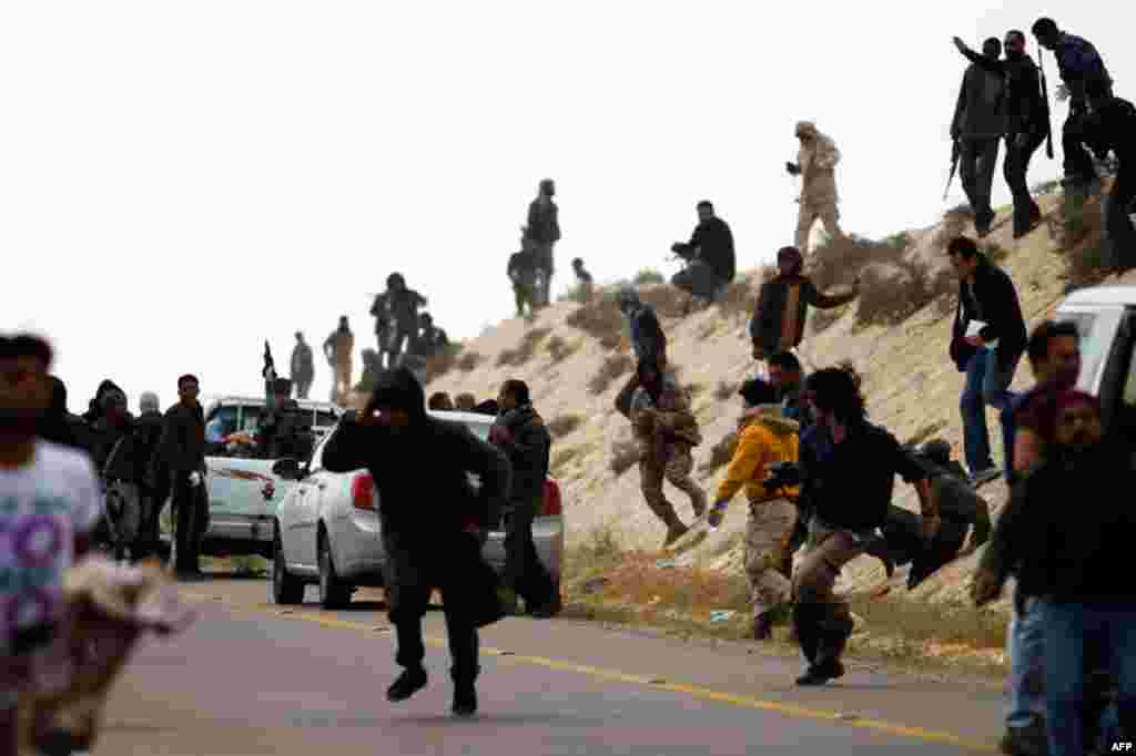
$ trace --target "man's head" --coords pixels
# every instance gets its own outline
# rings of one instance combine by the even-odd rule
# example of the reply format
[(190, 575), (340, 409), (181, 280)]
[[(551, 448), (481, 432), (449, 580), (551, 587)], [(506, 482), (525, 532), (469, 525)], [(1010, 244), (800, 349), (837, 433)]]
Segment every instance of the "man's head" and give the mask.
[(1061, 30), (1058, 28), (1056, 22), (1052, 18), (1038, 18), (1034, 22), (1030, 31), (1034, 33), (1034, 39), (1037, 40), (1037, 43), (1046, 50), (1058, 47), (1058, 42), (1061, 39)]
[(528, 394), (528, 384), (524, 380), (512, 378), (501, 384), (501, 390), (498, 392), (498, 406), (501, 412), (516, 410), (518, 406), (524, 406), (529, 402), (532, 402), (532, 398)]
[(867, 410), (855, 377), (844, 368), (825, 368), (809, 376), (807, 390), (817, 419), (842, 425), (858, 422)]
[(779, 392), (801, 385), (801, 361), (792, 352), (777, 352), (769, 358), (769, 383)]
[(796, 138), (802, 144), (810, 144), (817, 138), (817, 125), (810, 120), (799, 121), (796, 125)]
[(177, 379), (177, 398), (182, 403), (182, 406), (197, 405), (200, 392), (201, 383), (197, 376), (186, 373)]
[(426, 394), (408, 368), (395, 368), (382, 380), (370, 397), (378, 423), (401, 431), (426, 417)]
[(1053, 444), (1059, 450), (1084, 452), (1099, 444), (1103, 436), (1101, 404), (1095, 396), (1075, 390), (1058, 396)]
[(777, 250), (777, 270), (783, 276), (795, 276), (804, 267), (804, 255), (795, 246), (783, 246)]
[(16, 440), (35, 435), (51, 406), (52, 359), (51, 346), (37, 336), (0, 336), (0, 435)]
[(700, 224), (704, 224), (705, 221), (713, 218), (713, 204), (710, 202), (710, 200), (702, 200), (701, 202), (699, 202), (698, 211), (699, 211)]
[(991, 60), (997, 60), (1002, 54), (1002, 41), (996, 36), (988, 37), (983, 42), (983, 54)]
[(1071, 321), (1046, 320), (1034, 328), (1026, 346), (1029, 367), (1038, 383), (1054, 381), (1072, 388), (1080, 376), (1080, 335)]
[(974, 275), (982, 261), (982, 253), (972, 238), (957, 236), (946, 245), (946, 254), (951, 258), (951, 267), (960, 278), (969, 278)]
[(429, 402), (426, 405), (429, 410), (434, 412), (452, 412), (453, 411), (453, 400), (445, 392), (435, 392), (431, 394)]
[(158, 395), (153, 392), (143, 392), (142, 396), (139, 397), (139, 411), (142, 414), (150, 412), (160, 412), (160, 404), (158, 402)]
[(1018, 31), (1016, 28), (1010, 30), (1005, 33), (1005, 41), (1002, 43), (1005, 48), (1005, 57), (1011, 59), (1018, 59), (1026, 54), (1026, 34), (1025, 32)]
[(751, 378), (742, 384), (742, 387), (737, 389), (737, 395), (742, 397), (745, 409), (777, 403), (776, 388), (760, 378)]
....
* TASK OBJECTIVE
Rewrite the entries above with "man's head" changed to "human head" and everything else left as it is. Leave out the pictures.

* RESULT OF THE EXERCISE
$ trace --target "human head" --coords pixels
# every instance gets its own outline
# rings of one instance combine by the even-odd rule
# example of the reply format
[(190, 575), (340, 409), (181, 280)]
[[(551, 448), (481, 432), (449, 580), (551, 587)], [(506, 482), (525, 532), (469, 525)], [(1010, 244), (800, 349), (837, 433)]]
Segment every instance of the "human head" and give the mask.
[(1061, 30), (1058, 28), (1056, 22), (1052, 18), (1038, 18), (1034, 22), (1030, 31), (1034, 33), (1034, 39), (1037, 40), (1037, 43), (1046, 50), (1058, 47), (1058, 42), (1061, 39)]
[(528, 394), (528, 384), (524, 380), (512, 378), (501, 384), (501, 390), (498, 392), (498, 406), (501, 412), (516, 410), (518, 406), (524, 406), (529, 402), (532, 402), (532, 398)]
[(867, 410), (855, 377), (844, 368), (825, 368), (809, 376), (807, 390), (817, 419), (842, 425), (858, 422)]
[(779, 392), (801, 385), (801, 361), (792, 352), (777, 352), (769, 358), (769, 383)]
[(796, 138), (802, 144), (810, 144), (817, 138), (817, 125), (810, 120), (799, 121), (796, 125)]
[(177, 379), (177, 398), (182, 403), (182, 406), (197, 405), (200, 392), (201, 383), (197, 376), (186, 373)]
[(426, 394), (408, 368), (395, 368), (382, 380), (370, 397), (378, 423), (401, 431), (426, 417)]
[(1053, 444), (1059, 450), (1084, 452), (1099, 444), (1103, 436), (1101, 404), (1095, 396), (1075, 390), (1058, 396)]
[(777, 250), (777, 270), (783, 276), (795, 276), (804, 267), (804, 255), (795, 246), (783, 246)]
[(16, 440), (35, 435), (51, 406), (52, 359), (51, 346), (37, 336), (0, 336), (0, 435)]
[(700, 224), (704, 224), (705, 221), (713, 218), (713, 204), (710, 202), (710, 200), (702, 200), (701, 202), (699, 202), (698, 211), (699, 211)]
[(991, 60), (997, 60), (1002, 54), (1002, 41), (996, 36), (988, 37), (983, 42), (983, 54)]
[(1071, 321), (1046, 320), (1034, 328), (1026, 346), (1029, 367), (1038, 383), (1054, 381), (1072, 388), (1080, 376), (1080, 335)]
[(974, 275), (982, 261), (982, 253), (972, 238), (957, 236), (946, 245), (946, 254), (951, 258), (951, 267), (960, 278), (969, 278)]
[(429, 402), (426, 405), (429, 410), (434, 412), (452, 412), (453, 411), (453, 400), (445, 392), (435, 392), (431, 394)]
[(158, 395), (153, 392), (143, 392), (142, 396), (139, 397), (139, 411), (142, 414), (150, 412), (160, 412), (160, 404), (158, 402)]
[(1018, 31), (1016, 28), (1010, 30), (1005, 33), (1005, 41), (1002, 43), (1005, 48), (1005, 57), (1011, 59), (1018, 59), (1026, 54), (1026, 34), (1025, 32)]
[(751, 378), (742, 384), (742, 387), (737, 389), (737, 395), (742, 397), (745, 409), (777, 403), (776, 388), (760, 378)]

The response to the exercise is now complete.